>> Start Records to process

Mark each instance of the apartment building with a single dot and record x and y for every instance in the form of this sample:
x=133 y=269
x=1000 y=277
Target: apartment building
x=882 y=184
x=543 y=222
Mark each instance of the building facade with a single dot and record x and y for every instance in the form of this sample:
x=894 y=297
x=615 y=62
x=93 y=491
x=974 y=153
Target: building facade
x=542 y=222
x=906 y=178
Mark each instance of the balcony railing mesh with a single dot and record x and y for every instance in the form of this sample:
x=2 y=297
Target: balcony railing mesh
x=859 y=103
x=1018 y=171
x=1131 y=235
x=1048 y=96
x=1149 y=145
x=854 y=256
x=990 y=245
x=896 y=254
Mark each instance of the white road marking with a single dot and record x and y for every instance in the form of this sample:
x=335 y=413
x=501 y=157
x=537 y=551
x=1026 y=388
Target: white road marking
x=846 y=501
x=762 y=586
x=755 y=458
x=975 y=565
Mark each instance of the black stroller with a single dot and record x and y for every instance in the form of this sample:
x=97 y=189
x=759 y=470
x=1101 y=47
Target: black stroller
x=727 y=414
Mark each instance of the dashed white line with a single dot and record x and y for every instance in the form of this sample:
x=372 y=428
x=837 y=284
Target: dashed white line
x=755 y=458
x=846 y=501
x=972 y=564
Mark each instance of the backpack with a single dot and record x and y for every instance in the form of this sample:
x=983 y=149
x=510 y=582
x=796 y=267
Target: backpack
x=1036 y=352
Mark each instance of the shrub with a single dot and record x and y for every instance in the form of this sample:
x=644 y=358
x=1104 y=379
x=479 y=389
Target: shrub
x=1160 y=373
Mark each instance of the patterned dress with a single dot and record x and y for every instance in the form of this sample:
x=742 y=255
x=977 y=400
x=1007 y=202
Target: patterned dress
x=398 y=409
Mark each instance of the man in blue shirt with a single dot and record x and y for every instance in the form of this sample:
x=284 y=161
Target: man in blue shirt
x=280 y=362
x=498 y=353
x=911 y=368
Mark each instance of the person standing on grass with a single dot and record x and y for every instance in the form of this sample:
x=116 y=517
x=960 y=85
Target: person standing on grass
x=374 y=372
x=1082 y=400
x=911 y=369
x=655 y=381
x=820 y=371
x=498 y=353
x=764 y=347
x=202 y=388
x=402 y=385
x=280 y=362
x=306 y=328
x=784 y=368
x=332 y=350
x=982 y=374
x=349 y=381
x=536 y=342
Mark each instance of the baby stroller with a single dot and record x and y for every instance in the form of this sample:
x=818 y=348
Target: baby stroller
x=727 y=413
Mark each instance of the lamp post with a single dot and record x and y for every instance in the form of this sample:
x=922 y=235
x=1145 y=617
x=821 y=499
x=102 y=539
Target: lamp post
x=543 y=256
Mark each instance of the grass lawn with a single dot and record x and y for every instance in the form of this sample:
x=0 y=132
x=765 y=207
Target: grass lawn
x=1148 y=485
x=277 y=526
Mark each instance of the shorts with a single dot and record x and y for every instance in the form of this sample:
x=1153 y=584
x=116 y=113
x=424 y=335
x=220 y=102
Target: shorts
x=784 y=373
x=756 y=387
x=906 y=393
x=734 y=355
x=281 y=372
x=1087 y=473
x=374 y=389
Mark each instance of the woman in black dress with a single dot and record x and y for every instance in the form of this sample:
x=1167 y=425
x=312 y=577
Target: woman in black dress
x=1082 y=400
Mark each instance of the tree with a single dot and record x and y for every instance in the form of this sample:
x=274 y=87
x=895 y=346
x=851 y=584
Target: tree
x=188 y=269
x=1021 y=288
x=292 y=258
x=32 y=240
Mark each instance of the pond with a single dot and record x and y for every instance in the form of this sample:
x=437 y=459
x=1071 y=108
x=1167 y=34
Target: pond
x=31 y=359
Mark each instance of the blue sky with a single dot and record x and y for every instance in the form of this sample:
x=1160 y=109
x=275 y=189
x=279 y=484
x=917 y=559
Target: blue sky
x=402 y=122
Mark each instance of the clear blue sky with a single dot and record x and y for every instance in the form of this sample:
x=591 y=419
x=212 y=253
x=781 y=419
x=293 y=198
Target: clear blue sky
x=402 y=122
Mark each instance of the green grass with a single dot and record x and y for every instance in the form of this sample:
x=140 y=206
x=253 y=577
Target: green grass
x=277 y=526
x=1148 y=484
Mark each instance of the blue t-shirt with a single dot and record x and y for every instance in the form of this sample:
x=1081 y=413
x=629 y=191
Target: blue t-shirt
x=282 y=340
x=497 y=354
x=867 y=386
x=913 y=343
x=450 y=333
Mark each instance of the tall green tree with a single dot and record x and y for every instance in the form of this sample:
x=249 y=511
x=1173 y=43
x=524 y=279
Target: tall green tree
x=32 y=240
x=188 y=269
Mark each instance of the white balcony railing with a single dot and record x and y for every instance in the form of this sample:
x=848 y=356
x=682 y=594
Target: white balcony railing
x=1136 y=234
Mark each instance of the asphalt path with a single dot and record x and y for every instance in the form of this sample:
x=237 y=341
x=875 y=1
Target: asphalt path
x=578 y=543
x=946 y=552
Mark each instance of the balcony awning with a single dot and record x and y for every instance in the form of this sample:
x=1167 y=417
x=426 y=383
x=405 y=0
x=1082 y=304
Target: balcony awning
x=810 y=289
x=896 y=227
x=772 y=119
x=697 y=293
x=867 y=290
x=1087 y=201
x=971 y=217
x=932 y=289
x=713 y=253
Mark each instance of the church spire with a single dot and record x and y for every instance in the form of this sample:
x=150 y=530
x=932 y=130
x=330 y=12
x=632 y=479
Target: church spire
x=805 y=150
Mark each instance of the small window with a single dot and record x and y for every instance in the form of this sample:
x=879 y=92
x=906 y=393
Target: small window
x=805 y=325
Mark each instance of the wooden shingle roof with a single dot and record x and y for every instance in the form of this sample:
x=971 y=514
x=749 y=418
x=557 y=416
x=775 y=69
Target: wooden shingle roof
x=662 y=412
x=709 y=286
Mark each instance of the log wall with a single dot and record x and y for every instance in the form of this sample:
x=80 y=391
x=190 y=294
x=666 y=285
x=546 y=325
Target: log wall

>> End Records to process

Exercise description: Quote the stretch of entries above from the line containing "Mark each instance of the balcony railing" through the line containing "x=896 y=254", copying each line word for word.

Full solution:
Mark each instance of the balcony railing mesh with a single dot and record x and y for every instance in the form of this sample:
x=2 y=297
Target: balcony railing mesh
x=859 y=103
x=1018 y=171
x=1131 y=235
x=1048 y=96
x=1149 y=145
x=854 y=256
x=990 y=245
x=896 y=254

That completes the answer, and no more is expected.